=== EXTRACT PROVIDED ===
++++

In the case of a trial of a road safety measure, it could also be deemed as a dereliction of duty if a trial that seems to be working to improve road safety is removed while it is being reviewed. It is standard practice in the UK, which Justice Meenan references in other respects.

Byrne writes that “This is no way for a city council to behave. There are enough opponents of cycling initiatives out there without having a flawed process ready and waiting to be challenged. The process instigated by the city council was an open goal for opponents to the cycleway.”

The above is flawed thinking — projects are challenged regardless of what process is used. As Brian Deegan, a well-known UK-based street design engineer, explained a few years ago: “I have learned a great deal in the past 20 years, having faced several judicial reviews. At one stage I did not think I was doing my job properly unless I ended up in court. One of the things to bear in mind is that it will be a problem.”

The idea that you can have a process — be it legal or extensive engagement — that will placate objectors to cycle routes is idealistic at best. In practice it is fancifully rhetoric that toxically distracts from progress.

Byrne rounds up by stating:

The city council in Amsterdam did not take shortcuts or half-hearted measures. They went all in. They could do so because they had public support. That is the challenge Dublin City Council finds itself faced with. If Dublin is to go Dutch, then we must be far more ambitious for our capital city, and win hearts and minds by advocating for mindset change rather than personalising the argument.

Opinion polls show Dublin City Council has support to make the city more liveable and cycling-friendly, and the public consultation for Strand Road showed majority support for the project. Progress in Amsterdam included residents blockading streets and protesters getting into scruffles with angry motorists, so, let’s no paint is as there was no opposition in Amsterdam.

The problem is also that there were no shortcuts being taken by Dublin City Council, they were using the legal process they were told to use. And it is exactly the type of legislation needed if we want climate action.

As for claims that it amounted to half-hearted measures or the need for ambition — I don’t think many involved in campaigning for or designing cycling infrastructure thinks the Strand Road project was half-hearted or overall lacked ambition. It is similar to traffic reduction schemes undertaken by Mayor of Paris Anne Hidalgo which are lauded over for their ambition.

Evoking the Dutch, who got to where they are partly because residents who had enough took to the streets and blocked cars, does not make much sense. I douth many newspaper columnists would support such and they would have a field day over the name of one of the main protest groups — Stop The Child Murder.

6 comments

  1. Well said. As pointed out in the past, the more ambitious a cycle scheme is, the more opposition it provokes. If there was no opposition, I would be dubious about its value.

    Reply
  2. The roundabouts on Strand Road aren’t associated with level crossings. They’re mostly made with circles of paint on the road and a couple of plastic warning bollards.

    Reply
  3. GerryD, it’s time for cycling infrastructure to be regarded legally in the same way as water piping, the electric grid, broadband or sewerage: as necessary health infrastructure.
    It’s also time for simple legal systems to make the road safer for cycling: presumed liability, which would make drivers *very* careful, and the Idaho Stop, which would allow cyclists to treat stop lights and stop signs as optional *when this is safe to do so*.

    Reply
  4. Good article Cian. But unfortunately those of us who read it are already in agreement. Those who need to read it won’t. :/

    Reply
    • You’d be surprised how many people will read something when it’s about them.

      And more generally I know I have a number of “hate readers”, although I haven’t got much hate email or hate comments from them recently so I hope they are ok.

++++

=== WHAT THIS TASK INVOLVES ===
Summarize the excerpt about Dublin's Strand Road cycleway in two sentences.

Data pulled from a collection
++++

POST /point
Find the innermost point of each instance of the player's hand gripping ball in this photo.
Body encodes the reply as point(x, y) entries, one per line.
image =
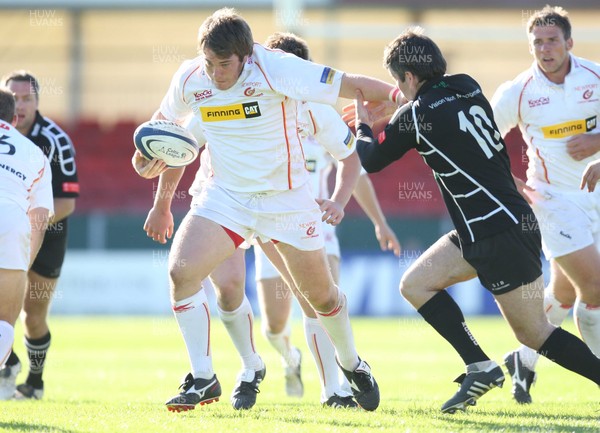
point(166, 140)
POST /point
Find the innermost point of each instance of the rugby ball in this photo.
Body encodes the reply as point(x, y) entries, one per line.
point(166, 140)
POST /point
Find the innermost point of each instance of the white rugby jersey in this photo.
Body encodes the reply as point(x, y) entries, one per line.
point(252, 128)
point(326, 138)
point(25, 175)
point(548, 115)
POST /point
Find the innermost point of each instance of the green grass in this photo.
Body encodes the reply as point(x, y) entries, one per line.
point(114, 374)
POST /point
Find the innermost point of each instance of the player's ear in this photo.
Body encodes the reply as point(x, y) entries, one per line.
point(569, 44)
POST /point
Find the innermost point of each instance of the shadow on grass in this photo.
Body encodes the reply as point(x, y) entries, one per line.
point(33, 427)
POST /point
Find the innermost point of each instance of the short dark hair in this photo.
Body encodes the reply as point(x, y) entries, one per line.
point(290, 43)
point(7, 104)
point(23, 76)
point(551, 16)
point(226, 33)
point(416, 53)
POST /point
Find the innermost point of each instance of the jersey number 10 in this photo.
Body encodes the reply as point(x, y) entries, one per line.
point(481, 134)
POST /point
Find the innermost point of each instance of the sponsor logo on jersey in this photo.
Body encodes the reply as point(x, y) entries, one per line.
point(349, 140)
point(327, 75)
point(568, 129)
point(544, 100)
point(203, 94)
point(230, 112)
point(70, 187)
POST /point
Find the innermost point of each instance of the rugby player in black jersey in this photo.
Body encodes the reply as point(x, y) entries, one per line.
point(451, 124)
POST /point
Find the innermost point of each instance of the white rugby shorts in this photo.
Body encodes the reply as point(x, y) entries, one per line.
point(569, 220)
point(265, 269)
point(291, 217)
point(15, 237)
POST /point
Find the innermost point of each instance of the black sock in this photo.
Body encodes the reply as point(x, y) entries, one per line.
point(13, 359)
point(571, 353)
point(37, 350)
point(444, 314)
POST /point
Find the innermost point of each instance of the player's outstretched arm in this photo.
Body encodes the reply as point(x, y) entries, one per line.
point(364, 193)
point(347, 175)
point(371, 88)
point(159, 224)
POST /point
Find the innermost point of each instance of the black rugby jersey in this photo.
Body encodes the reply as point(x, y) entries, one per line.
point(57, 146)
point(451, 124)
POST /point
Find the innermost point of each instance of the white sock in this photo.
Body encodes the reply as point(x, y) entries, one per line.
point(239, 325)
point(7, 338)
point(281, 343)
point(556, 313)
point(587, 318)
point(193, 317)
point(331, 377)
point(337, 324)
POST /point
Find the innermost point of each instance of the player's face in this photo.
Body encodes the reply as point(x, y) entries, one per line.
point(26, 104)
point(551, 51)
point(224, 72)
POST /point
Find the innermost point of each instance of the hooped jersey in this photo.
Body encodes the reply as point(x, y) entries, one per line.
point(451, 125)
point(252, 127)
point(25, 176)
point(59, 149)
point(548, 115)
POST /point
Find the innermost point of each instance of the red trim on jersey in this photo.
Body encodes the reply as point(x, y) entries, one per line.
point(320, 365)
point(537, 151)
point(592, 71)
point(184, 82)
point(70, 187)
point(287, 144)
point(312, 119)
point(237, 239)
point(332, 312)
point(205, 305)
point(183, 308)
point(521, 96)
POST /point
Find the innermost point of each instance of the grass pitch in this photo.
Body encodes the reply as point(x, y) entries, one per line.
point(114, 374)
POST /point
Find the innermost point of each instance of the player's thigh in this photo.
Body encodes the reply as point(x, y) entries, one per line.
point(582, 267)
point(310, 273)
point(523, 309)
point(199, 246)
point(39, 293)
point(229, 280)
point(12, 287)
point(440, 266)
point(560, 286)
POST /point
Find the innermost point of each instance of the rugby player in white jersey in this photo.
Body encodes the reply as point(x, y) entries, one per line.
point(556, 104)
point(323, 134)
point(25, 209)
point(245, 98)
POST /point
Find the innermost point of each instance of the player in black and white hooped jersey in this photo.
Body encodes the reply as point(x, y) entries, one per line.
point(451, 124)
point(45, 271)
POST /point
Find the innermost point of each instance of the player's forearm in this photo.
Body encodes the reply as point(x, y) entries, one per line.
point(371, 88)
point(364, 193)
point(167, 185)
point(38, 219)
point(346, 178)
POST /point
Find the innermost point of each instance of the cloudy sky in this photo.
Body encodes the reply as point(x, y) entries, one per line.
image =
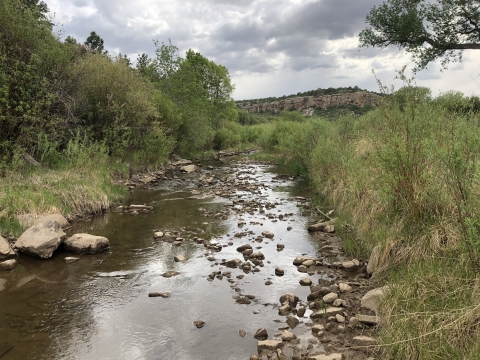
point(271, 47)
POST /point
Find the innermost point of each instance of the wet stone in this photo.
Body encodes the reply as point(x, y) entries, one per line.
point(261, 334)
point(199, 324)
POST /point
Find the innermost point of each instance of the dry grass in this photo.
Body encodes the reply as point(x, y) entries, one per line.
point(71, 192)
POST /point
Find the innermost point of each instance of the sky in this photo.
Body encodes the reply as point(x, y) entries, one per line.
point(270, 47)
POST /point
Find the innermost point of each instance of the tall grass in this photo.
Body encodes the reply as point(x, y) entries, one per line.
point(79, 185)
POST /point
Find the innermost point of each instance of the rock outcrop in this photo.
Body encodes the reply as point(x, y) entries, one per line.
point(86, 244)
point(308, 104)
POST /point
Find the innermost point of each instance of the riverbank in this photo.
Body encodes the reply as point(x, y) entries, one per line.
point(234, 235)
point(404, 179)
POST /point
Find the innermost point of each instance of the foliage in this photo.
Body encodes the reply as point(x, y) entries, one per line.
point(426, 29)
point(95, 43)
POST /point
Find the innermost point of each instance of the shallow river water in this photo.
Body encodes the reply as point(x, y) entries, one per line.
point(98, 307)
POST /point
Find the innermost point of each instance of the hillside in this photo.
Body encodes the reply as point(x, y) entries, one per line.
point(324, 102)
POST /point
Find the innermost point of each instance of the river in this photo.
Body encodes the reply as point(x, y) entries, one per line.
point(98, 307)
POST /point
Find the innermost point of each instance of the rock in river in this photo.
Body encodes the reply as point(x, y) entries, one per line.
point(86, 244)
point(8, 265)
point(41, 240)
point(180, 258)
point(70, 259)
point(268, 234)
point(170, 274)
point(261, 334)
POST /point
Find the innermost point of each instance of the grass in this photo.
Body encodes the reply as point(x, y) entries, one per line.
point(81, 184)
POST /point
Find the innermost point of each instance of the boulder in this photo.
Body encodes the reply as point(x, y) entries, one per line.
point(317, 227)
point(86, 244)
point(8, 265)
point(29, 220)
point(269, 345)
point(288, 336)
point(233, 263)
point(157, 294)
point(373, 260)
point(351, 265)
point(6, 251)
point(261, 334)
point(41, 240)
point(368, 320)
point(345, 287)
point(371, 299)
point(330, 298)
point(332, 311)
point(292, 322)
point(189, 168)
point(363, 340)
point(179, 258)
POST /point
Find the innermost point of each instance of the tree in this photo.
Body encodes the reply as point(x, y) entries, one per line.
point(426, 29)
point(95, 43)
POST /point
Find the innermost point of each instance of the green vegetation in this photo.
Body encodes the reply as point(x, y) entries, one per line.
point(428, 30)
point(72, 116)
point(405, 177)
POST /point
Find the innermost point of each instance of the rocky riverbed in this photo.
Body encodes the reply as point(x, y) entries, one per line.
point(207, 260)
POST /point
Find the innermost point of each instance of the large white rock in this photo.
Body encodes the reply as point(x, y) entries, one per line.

++++

=== RESPONSE TO THE TASK ===
The excerpt disputes Byrne's claim that Dublin City Council's flawed process was an open goal for opponents of the cycleway, arguing that projects are challenged whatever process is used and that the council took no shortcuts but used the legal process it was told to use. It also rejects the comparison with Amsterdam, pointing out that progress there came with residents blockading streets and clashing with motorists, while opinion polls and the Strand Road consultation showed public support in Dublin.